> _Input records_:

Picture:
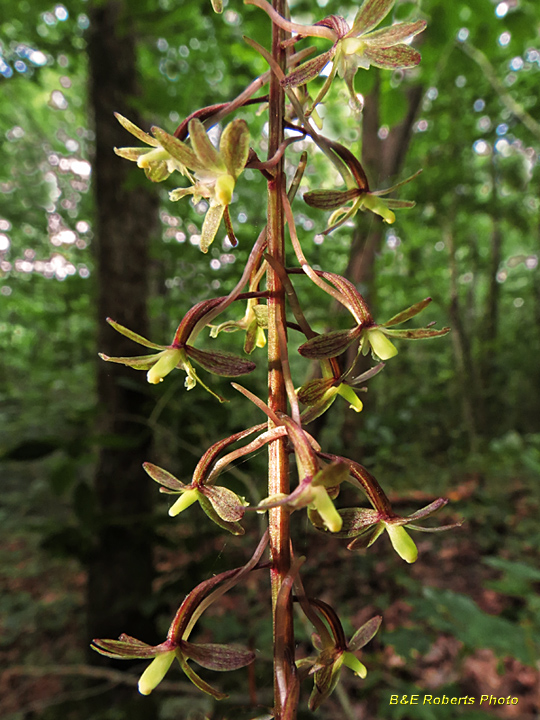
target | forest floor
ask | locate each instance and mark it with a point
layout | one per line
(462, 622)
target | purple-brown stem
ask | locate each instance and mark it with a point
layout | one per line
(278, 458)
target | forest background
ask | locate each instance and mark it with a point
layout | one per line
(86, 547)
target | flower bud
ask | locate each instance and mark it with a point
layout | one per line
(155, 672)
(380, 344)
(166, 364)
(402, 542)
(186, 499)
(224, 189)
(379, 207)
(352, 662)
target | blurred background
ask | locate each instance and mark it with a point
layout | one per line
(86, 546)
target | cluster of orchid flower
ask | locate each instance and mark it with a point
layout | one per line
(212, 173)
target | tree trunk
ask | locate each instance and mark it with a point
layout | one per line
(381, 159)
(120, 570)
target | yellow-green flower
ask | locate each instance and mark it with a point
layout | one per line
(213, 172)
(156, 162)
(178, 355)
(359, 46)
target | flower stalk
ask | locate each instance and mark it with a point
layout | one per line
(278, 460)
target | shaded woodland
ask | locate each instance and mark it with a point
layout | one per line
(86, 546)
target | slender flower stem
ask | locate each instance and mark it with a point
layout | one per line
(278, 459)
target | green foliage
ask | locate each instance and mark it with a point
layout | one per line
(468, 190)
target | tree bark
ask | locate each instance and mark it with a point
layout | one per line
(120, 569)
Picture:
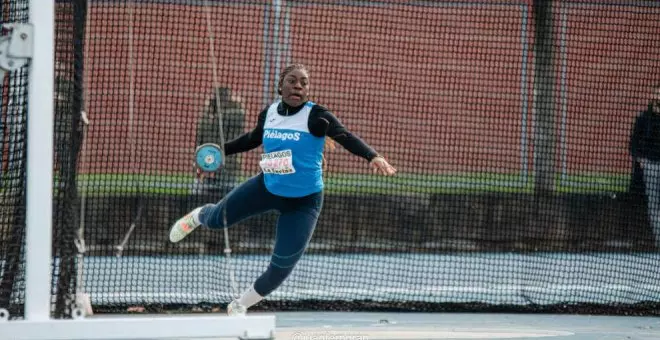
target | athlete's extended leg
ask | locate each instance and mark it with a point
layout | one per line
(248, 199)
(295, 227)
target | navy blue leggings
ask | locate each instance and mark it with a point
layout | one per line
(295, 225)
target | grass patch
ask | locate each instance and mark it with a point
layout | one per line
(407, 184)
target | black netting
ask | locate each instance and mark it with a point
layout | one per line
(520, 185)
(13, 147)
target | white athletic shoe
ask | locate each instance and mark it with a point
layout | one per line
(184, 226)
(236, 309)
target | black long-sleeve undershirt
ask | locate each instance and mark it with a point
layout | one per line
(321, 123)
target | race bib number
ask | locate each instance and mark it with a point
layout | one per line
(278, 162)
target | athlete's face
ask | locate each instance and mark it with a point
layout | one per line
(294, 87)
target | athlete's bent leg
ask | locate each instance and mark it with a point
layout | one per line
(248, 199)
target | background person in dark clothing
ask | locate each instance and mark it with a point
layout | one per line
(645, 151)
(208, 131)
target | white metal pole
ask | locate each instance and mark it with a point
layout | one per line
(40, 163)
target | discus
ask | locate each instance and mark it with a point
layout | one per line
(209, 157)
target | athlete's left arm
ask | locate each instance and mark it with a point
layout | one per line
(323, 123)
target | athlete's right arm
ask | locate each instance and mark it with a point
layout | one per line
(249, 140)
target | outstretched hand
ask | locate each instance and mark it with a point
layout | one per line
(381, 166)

--

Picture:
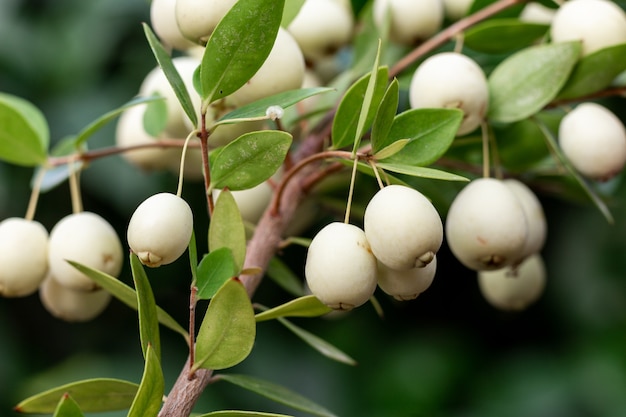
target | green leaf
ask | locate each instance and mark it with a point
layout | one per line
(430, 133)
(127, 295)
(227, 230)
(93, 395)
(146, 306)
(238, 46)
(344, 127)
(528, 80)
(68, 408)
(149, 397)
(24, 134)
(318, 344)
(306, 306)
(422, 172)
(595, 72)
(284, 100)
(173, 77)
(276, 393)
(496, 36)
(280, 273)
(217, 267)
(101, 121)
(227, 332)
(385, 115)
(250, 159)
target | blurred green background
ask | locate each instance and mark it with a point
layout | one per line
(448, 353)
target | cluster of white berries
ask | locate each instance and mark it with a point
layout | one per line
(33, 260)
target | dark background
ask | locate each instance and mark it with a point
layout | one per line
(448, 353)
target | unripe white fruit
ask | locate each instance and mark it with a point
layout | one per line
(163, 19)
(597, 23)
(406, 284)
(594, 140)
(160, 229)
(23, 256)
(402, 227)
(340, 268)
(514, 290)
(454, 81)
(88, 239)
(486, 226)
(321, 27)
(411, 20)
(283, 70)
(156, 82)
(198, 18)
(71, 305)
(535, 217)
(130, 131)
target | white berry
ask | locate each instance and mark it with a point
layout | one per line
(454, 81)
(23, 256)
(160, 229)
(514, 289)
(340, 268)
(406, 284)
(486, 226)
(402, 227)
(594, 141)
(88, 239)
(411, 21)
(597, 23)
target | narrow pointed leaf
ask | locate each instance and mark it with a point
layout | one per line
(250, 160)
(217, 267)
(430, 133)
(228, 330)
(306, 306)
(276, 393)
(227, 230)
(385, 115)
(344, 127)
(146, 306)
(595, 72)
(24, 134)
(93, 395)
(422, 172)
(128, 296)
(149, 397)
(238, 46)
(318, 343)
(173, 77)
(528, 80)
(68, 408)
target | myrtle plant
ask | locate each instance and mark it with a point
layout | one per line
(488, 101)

> _Brief_: Please list every line of the records above that contains the word "forest", copying each line unchanged.

> _Solution below_:
target | forest floor
target | forest background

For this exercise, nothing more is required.